## Exercise task
What follows are records. Restate all of them word for word.

## Excerpted records
=======

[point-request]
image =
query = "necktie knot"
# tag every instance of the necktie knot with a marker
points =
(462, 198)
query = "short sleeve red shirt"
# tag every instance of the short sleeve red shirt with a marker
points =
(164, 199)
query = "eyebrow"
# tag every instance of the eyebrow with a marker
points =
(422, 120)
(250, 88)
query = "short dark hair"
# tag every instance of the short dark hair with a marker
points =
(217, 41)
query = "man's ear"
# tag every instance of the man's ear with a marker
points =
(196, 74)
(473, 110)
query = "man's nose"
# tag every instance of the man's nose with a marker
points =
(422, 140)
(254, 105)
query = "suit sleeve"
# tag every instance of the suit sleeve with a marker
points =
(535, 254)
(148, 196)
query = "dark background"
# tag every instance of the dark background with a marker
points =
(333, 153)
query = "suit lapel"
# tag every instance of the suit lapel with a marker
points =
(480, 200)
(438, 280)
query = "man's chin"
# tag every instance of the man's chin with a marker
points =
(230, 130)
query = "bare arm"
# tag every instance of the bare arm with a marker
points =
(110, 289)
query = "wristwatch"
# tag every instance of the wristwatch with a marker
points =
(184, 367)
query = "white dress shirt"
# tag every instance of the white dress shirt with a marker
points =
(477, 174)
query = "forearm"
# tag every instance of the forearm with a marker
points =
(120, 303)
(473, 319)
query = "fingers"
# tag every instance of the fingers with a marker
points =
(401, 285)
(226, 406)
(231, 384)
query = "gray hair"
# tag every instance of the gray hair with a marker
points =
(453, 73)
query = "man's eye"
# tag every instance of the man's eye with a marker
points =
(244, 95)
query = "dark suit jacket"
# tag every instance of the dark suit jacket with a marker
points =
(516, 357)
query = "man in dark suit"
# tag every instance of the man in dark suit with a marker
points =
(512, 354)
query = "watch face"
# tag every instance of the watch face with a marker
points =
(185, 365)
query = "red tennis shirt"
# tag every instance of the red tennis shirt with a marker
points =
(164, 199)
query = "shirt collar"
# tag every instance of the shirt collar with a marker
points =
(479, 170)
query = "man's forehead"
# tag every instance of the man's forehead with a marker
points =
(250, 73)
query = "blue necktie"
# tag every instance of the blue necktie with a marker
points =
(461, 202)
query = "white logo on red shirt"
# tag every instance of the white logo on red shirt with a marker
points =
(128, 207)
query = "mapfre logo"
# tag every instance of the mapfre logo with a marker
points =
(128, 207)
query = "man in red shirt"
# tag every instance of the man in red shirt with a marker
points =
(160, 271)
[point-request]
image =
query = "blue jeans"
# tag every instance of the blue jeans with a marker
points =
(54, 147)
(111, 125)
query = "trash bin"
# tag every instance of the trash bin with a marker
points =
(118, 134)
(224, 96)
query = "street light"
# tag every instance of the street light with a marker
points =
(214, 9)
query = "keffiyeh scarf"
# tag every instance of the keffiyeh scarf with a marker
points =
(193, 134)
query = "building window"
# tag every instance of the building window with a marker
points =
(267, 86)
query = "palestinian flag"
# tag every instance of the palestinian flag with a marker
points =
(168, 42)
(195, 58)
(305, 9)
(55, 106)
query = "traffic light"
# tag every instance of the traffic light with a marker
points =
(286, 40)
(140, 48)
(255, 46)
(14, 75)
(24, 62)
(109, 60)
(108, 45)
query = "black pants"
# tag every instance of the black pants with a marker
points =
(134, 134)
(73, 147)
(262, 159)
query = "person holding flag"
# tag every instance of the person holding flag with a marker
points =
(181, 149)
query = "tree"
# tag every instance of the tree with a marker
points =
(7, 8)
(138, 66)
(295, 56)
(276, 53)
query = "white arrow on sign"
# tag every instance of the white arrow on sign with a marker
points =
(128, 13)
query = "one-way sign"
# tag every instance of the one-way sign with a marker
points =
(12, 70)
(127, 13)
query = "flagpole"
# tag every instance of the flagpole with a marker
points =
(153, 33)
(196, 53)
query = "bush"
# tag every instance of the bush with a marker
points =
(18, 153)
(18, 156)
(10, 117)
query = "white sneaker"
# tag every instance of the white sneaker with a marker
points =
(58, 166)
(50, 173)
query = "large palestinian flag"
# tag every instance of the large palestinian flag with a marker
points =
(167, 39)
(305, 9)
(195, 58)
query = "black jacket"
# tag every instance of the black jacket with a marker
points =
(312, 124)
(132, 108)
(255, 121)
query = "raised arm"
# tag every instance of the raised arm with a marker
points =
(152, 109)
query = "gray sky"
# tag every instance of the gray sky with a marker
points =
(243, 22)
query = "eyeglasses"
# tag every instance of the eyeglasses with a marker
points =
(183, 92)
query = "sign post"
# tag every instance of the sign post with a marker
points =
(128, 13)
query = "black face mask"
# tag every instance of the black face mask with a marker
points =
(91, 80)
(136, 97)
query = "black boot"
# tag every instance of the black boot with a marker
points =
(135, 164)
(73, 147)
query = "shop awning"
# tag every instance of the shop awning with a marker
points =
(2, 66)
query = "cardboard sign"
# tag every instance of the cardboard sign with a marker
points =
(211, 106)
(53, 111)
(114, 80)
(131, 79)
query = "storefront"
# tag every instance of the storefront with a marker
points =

=======

## Result of the exercise
[point-request]
image =
query = "necktie knot"
# tag every instance of the necktie knot with a marker
points =
(462, 198)
query = "short sleeve red shirt"
# tag every instance of the short sleeve red shirt with a marker
points =
(164, 199)
query = "eyebrow"
# tag every instance of the eyebrow with a marker
points =
(422, 120)
(250, 88)
query = "short dark hair"
# tag every instance of the short dark hair with a marker
points =
(217, 41)
query = "man's ear"
# tag every instance of the man's ear with a marker
points =
(196, 74)
(473, 110)
query = "man's nose"
# tag every instance of the man's nose with a marker
points =
(422, 140)
(254, 105)
query = "suit sleeve"
# tag every instance of the suit sleeve with a marker
points =
(535, 254)
(148, 196)
query = "dark background"
# tag every instance of the dark background with a marker
points =
(333, 153)
query = "suit lapel"
# tag every instance of the suit lapel with a marker
points =
(480, 200)
(438, 280)
query = "man's chin"
# tag every instance of the man's chin with a marker
points =
(230, 130)
query = "bare arm"
# tag every instance of the bare arm with a marker
points =
(110, 289)
query = "wristwatch"
# tag every instance of the wristwatch with a marker
points =
(184, 367)
query = "white dress shirt"
# tag every instance of the white dress shirt with a marker
points =
(477, 174)
query = "forearm"
# tag every instance of the forearm with a marker
points =
(120, 303)
(473, 319)
query = "fingers"
# tag every instance of the fingers with a marker
points =
(401, 285)
(226, 406)
(231, 384)
query = "gray hair"
# tag every instance of the gray hair with a marker
points =
(453, 73)
query = "man's eye"
# tag every instance of the man's eye with a marker
points =
(244, 95)
query = "dark suit jacket"
# tag every instance of the dark suit jacket with a marker
points =
(516, 357)
query = "man in dark suit"
# tag every instance of the man in dark suit with a marker
points =
(512, 354)
query = "watch face"
# tag every instance of the watch face with a marker
points =
(185, 365)
query = "red tennis shirt"
# tag every instance of the red tennis shirt with a marker
points =
(164, 199)
query = "shirt collar"
# tag every instance of the shirt collar with a marker
points =
(479, 170)
query = "man's forehead"
# tag every instance of the man's forehead with a marker
points =
(250, 73)
query = "blue necktie"
# tag every instance of the blue necktie with a marker
points =
(461, 202)
query = "white logo on red shirt"
# tag every instance of the white logo on red shirt with a marker
points =
(128, 207)
query = "mapfre logo"
# tag every instance of the mapfre logo with a marker
points =
(128, 207)
query = "man in red shirt"
# tag every instance of the man in red shirt with a marker
points =
(160, 271)
[point-request]
image =
query = "blue jeans"
# tag every instance of the blue jeans with a marker
points =
(54, 147)
(111, 125)
query = "trash bin"
# tag every instance of the trash bin with a marker
points =
(118, 134)
(224, 96)
query = "street light"
# tag every instance of the street light with a marker
points =
(214, 9)
query = "keffiyeh scarf"
# tag every instance of the keffiyeh scarf with a marker
points =
(193, 134)
query = "building window"
# tag every instance of the building window with a marker
points =
(267, 86)
query = "palestinian flag"
# tag every instance of the palestinian flag with a marker
points =
(168, 42)
(195, 58)
(305, 9)
(55, 106)
query = "traffic light"
# tag every instance of the traffic light with a marker
points =
(286, 40)
(140, 48)
(255, 46)
(14, 75)
(24, 62)
(109, 60)
(108, 45)
query = "black pants"
# tag every instance of the black pants with a marker
points =
(134, 134)
(73, 147)
(262, 159)
query = "person holding flag"
# tag every instance of the person holding flag with a marker
points =
(181, 149)
query = "tree"
# tag every instance of the tree with a marker
points =
(7, 8)
(138, 66)
(295, 56)
(276, 53)
query = "white arrow on sign"
# tag every instance of the white arrow on sign with a marker
points =
(128, 13)
query = "one-way sign"
# tag every instance of the one-way sign with a marker
points =
(12, 70)
(127, 13)
query = "flagpole"
# tag every instance of the flagpole with a marker
points =
(153, 33)
(196, 53)
query = "bush"
# tag every instance of the bush with a marker
points =
(18, 153)
(18, 156)
(10, 117)
query = "white sneaker"
# tag every instance of the white sneaker with a marker
points =
(58, 166)
(50, 173)
query = "large palestinian flag"
# tag every instance of the large palestinian flag with a marker
points =
(167, 39)
(305, 9)
(195, 58)
query = "black jacket"
# tag every instance of the black jacket with a marker
points =
(312, 124)
(132, 108)
(255, 121)
query = "raised arm"
# tag every instance of the raised arm with a marker
points =
(152, 109)
query = "gray sky"
# tag every instance of the gray sky with a marker
points =
(243, 22)
query = "eyeglasses"
# tag every instance of the eyeglasses with a marker
points =
(183, 92)
query = "sign post"
# tag every instance of the sign post with a marker
points =
(128, 13)
query = "black face mask"
# tag every instance of the black face mask with a marker
points =
(91, 80)
(136, 97)
query = "black boot"
# tag every instance of the black boot with a marker
points =
(135, 164)
(73, 147)
query = "shop awning"
# tag every instance of the shop awning with a marker
points =
(2, 66)
query = "cardboard sign"
# tag every instance of the cardboard sign with a marker
points =
(211, 106)
(53, 111)
(114, 80)
(131, 79)
query = "storefront"
# tag every instance of the storefront with a marker
points =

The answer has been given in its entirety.